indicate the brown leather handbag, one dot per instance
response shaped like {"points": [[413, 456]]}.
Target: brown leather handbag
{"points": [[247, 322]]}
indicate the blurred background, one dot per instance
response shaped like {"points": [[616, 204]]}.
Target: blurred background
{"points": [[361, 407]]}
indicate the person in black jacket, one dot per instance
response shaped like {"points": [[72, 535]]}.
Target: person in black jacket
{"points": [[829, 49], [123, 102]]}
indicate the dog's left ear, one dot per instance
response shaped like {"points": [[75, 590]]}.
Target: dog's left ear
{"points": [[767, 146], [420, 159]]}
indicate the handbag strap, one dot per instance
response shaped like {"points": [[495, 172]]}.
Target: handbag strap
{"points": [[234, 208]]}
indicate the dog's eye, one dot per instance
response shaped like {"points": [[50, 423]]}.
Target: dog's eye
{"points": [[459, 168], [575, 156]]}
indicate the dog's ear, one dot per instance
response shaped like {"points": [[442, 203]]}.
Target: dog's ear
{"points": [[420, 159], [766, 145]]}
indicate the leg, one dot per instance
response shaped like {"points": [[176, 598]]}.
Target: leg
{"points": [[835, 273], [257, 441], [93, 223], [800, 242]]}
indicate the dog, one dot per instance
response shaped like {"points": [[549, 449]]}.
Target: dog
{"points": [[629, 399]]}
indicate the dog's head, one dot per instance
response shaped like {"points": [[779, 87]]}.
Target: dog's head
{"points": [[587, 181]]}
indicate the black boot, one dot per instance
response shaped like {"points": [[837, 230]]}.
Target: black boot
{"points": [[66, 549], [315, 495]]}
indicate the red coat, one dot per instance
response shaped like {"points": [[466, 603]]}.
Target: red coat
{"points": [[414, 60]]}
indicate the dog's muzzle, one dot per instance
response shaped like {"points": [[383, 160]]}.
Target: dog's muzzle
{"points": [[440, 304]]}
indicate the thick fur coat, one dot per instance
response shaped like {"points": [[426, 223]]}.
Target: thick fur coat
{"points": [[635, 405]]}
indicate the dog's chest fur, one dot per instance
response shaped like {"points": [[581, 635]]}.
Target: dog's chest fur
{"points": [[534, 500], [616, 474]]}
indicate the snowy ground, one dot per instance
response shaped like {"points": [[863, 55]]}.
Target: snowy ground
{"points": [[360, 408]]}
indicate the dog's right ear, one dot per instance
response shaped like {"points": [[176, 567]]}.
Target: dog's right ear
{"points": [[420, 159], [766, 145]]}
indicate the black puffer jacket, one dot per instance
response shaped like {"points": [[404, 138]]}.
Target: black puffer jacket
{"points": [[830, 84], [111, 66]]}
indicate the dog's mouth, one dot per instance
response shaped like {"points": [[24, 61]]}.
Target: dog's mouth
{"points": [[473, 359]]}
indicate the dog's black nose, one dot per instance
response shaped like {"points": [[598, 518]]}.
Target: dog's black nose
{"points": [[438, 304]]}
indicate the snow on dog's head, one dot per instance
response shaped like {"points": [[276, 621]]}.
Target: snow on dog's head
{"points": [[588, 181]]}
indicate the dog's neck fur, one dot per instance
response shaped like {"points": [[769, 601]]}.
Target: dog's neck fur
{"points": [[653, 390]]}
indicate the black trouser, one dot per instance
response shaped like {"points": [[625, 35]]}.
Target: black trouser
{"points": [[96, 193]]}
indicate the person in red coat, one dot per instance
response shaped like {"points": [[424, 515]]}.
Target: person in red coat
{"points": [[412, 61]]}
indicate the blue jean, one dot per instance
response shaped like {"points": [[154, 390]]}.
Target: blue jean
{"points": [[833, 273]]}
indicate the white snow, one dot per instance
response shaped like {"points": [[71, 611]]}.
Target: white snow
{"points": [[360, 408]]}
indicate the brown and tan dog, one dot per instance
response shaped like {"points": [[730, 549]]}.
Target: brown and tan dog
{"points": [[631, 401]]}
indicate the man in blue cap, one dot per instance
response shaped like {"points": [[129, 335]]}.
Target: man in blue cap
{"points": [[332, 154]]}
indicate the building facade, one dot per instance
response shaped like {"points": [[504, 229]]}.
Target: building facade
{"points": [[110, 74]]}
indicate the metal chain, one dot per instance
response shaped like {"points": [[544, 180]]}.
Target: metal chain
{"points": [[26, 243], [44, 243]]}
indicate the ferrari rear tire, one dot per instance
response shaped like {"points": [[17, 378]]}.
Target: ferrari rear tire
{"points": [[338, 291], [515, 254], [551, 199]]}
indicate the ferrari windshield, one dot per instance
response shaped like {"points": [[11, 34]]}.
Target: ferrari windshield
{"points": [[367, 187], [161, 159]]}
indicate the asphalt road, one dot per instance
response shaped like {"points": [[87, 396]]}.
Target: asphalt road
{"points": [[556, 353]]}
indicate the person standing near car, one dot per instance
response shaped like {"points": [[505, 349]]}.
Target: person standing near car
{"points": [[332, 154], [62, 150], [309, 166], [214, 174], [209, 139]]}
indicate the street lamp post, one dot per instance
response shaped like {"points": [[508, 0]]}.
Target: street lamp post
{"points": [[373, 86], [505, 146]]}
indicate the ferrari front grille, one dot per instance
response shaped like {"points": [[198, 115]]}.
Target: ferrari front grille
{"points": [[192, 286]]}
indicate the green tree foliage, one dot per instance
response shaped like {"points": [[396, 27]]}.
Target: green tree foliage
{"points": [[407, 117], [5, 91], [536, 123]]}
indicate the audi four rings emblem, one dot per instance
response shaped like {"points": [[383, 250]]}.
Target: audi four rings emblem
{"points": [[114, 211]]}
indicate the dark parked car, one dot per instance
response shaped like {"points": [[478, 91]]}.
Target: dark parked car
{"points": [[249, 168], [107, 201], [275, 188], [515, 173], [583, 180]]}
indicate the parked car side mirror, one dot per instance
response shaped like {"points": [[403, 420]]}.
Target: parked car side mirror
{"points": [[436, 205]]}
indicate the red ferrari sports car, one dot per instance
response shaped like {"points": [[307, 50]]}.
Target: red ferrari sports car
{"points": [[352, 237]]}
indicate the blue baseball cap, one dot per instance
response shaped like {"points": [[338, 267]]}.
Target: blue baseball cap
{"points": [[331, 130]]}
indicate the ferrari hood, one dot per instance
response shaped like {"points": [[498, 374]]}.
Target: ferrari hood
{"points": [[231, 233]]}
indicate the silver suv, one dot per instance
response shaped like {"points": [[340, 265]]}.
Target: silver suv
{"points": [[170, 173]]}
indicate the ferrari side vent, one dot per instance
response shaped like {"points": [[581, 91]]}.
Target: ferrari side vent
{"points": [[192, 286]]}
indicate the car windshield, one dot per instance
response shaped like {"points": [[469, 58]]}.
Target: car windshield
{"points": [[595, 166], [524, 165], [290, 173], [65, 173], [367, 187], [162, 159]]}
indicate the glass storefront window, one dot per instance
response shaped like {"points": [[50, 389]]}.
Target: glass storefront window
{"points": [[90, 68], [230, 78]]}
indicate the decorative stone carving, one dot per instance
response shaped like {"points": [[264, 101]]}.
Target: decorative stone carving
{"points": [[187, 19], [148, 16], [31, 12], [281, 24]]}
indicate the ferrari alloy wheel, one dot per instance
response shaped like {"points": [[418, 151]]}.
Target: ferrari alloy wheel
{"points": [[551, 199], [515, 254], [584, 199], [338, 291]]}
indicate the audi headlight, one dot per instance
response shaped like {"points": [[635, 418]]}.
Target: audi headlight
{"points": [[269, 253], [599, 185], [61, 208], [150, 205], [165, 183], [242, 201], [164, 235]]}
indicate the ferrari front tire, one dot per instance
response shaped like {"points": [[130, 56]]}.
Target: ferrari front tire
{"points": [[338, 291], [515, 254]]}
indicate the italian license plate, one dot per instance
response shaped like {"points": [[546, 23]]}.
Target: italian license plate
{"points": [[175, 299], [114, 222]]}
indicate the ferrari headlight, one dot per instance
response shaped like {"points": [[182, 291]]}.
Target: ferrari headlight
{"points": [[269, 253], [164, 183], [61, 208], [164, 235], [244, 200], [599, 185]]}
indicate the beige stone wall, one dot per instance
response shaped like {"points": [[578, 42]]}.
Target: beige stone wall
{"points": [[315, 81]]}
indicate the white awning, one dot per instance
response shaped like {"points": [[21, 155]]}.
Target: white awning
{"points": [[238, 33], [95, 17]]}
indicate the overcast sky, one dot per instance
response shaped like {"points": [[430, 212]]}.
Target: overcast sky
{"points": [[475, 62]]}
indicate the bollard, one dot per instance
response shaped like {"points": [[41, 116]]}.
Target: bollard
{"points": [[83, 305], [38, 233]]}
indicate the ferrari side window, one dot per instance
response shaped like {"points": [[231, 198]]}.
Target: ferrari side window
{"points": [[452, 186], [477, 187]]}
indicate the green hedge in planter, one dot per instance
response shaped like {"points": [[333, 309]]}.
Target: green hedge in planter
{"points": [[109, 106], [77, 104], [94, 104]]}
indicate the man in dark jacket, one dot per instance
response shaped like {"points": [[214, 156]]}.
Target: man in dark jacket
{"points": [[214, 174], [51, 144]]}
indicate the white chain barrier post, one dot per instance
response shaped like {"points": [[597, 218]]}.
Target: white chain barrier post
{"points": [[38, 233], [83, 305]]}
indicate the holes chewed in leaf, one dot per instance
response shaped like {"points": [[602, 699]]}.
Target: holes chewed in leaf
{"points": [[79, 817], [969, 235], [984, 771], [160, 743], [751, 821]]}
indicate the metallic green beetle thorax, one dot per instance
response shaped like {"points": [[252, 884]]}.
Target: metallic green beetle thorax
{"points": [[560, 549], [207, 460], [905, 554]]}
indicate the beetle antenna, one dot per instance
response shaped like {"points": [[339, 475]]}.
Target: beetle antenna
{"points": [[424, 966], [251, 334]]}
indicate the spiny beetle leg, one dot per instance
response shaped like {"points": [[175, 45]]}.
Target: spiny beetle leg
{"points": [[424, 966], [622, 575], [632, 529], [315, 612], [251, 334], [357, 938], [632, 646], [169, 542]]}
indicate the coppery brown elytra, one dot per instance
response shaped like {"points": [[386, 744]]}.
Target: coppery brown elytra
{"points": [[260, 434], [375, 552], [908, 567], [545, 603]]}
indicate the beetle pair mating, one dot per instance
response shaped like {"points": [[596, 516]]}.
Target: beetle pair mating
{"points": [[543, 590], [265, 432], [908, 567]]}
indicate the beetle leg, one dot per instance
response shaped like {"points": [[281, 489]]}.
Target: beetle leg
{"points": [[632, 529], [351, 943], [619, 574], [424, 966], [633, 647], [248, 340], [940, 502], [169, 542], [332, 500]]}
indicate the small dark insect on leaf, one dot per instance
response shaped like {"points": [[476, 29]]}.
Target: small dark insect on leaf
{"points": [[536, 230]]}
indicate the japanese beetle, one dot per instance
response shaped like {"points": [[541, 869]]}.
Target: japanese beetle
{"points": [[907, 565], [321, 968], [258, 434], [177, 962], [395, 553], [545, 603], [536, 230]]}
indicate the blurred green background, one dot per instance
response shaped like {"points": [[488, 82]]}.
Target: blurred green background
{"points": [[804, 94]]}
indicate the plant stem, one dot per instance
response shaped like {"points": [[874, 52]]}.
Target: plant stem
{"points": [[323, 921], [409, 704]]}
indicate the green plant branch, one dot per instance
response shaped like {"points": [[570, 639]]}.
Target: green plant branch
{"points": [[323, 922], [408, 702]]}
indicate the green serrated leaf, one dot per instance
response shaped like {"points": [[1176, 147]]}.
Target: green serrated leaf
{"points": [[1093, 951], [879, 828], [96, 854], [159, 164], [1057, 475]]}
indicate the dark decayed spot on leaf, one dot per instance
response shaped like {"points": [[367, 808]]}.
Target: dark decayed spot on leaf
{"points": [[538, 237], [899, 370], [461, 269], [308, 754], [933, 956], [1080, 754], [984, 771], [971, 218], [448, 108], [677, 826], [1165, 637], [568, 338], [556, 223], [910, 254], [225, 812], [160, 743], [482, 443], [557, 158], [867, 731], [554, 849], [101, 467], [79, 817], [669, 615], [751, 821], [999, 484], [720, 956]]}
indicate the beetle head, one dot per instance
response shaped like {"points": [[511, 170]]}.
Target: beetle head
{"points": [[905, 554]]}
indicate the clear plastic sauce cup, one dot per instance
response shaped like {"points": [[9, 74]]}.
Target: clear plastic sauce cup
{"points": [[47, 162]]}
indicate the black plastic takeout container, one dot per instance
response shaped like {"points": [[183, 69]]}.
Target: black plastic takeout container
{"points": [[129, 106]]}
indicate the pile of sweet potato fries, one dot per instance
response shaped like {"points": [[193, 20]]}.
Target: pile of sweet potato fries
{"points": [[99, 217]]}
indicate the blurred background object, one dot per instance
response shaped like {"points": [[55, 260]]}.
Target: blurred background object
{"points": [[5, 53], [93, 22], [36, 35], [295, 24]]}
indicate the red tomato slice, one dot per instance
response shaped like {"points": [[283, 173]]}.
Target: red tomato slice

TASK TO COMPLETE
Which lines of the records hold the string "tomato"? Copy each one.

RESULT FOR THIS EXERCISE
indicate the red tomato slice, one dot per instance
Target: red tomato slice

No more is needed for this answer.